* _About this task_: Filter the records, keeping every line that has the string "tomato".

Stored items from a collection
· · · · ·

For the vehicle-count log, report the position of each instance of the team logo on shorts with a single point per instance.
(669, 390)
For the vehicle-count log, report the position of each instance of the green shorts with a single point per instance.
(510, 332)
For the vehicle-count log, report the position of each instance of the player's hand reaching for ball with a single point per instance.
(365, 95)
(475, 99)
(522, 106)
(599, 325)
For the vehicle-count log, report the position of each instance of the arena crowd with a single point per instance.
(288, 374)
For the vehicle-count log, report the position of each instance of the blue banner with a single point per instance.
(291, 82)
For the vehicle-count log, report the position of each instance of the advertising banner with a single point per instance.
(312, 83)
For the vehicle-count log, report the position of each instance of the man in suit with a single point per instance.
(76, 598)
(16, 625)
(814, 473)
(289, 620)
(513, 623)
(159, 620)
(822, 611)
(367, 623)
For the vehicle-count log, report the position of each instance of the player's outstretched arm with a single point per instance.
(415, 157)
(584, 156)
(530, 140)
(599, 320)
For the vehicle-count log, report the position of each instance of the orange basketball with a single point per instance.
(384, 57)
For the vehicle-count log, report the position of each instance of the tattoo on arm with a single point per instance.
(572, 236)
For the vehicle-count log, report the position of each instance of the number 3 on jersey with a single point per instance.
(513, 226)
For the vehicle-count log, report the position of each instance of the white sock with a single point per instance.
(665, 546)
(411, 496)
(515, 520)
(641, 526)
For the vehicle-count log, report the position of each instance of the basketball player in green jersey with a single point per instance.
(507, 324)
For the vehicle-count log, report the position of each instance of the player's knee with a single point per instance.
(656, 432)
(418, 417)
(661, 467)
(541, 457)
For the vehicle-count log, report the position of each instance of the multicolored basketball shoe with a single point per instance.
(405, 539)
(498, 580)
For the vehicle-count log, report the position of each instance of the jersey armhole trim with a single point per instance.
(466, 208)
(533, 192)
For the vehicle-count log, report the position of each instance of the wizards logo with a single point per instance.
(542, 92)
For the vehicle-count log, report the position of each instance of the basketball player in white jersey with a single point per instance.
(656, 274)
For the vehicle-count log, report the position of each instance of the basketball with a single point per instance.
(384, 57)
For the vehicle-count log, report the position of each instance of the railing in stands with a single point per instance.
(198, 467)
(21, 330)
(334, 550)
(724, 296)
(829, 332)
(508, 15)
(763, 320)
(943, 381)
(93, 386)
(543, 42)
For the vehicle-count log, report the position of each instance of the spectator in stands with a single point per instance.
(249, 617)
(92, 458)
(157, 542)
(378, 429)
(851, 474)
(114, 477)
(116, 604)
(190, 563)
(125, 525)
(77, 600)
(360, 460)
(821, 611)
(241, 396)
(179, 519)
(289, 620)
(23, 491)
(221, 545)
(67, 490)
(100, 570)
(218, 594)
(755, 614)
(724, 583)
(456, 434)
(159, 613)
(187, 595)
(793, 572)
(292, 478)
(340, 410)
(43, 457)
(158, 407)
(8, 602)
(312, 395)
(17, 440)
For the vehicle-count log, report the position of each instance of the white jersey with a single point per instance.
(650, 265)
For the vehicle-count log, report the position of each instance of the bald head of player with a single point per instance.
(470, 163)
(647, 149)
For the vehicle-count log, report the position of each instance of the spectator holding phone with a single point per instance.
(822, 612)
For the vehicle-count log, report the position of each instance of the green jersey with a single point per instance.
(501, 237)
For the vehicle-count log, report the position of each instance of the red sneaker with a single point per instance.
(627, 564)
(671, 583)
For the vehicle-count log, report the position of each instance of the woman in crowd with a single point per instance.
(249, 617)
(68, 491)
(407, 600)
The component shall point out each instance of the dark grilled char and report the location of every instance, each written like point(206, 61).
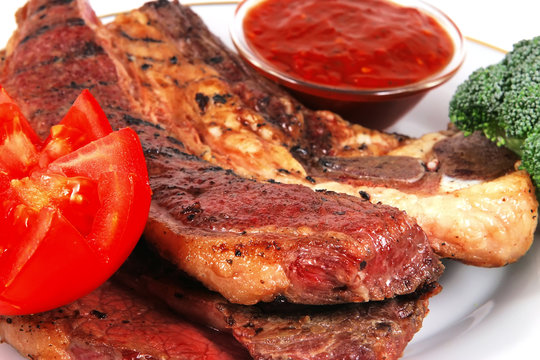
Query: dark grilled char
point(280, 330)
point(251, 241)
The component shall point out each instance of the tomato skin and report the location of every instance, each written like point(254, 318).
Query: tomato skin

· · · · ·

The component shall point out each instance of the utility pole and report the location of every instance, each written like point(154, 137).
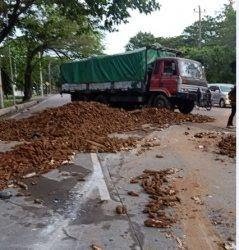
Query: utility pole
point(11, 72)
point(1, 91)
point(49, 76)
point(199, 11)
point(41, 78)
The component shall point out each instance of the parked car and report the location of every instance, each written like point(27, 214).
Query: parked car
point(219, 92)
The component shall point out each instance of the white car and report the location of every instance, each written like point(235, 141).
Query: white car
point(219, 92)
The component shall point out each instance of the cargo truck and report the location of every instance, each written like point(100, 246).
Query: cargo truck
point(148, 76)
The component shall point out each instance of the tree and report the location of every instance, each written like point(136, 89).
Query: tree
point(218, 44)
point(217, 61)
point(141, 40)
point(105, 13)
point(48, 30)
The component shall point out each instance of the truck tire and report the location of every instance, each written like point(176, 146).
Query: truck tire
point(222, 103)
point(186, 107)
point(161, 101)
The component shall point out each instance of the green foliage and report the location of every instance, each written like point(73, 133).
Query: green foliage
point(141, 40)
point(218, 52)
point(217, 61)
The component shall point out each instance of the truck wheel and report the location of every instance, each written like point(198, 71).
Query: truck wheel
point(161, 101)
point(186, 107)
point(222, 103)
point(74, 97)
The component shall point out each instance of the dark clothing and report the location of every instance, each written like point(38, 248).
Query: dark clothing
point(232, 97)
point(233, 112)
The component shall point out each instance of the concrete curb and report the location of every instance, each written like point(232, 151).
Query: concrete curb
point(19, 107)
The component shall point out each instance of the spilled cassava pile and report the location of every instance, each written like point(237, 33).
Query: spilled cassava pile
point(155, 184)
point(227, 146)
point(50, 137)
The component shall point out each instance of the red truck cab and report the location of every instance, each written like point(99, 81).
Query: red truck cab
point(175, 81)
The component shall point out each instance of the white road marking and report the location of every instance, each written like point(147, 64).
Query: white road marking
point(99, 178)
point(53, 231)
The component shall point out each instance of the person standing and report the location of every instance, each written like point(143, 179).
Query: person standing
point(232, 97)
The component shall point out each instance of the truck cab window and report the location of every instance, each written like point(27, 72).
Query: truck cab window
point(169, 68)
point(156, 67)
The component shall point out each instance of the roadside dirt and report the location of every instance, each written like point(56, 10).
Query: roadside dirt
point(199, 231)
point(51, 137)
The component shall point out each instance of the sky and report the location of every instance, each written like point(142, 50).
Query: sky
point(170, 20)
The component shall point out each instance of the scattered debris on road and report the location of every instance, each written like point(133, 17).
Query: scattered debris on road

· · · · ·

* _Answer section_:
The component shall point out each instance of the tomato skin and report the location of every instance, each written like point(254, 318).
Query: tomato skin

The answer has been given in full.